* _EXERCISE AIM_: Your copy starts at the line containing "black boot, placed" and ends at the last line of the material below. Reproduce those lines exactly, with no pictures.

────

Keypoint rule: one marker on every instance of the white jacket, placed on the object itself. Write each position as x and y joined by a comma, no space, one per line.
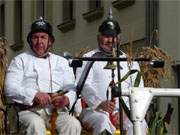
28,74
97,82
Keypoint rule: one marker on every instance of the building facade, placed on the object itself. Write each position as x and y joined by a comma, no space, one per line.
75,24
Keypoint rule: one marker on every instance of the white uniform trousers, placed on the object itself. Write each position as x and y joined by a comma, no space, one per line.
35,123
99,121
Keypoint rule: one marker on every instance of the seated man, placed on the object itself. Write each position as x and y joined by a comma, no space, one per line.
33,81
102,114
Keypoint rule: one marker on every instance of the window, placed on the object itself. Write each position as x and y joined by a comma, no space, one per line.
17,26
67,16
95,11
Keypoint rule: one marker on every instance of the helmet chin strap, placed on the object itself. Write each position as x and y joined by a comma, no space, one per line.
45,54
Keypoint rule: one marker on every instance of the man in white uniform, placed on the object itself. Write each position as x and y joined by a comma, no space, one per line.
33,80
96,115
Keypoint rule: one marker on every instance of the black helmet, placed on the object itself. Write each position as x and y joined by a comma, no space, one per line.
110,27
40,25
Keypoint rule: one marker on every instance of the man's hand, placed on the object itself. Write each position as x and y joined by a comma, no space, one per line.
60,101
42,99
107,106
116,120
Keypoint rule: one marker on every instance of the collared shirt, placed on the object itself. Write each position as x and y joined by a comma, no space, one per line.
98,80
28,74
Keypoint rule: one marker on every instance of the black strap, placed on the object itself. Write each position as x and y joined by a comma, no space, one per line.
83,78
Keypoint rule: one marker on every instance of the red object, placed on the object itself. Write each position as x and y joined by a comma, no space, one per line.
83,103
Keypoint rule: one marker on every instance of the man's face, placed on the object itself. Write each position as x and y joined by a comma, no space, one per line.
106,42
40,43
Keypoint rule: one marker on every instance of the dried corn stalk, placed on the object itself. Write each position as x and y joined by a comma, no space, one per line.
3,67
151,75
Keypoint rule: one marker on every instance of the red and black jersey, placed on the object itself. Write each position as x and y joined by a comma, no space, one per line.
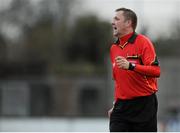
142,81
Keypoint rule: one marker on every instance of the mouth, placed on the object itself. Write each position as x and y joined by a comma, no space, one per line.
114,27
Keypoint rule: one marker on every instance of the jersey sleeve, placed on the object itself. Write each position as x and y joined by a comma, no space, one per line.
148,53
150,65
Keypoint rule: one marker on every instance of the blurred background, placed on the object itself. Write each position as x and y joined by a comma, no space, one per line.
55,71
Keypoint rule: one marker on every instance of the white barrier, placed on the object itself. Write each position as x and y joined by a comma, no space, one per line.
54,125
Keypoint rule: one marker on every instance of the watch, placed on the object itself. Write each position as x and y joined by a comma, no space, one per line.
131,66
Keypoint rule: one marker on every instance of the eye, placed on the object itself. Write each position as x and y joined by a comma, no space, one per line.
116,18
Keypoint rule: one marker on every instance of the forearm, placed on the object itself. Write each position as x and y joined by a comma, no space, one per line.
148,70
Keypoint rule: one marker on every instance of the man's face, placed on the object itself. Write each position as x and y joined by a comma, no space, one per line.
119,24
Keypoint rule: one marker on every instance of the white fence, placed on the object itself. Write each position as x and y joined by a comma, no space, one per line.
54,125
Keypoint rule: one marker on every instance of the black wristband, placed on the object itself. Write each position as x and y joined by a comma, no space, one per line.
131,66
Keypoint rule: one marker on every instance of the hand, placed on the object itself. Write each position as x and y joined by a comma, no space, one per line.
122,62
110,112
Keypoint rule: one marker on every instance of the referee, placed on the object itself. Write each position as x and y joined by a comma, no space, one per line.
135,72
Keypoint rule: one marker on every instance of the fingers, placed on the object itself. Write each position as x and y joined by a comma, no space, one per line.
121,62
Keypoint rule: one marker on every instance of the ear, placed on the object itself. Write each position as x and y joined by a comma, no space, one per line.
128,23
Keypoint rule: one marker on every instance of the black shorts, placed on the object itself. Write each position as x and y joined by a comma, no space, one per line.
136,115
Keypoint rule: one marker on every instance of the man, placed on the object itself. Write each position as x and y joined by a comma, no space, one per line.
135,71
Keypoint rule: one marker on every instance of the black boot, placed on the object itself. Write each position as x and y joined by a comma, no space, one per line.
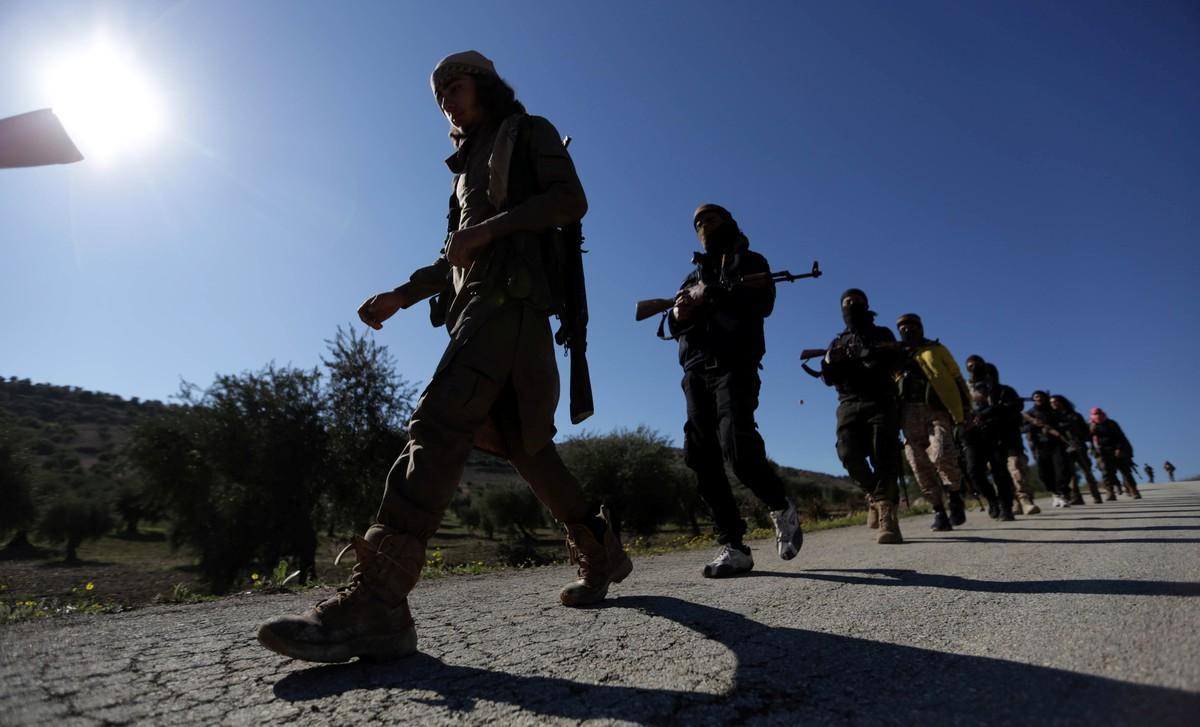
958,509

────

* _SOLUTION FOR THIS EXERCISE_:
Keypoint rule: one marker on every instance of the black boot, placed on the object itself. Write each position as x and y joined by a comma, no space, one per line.
958,509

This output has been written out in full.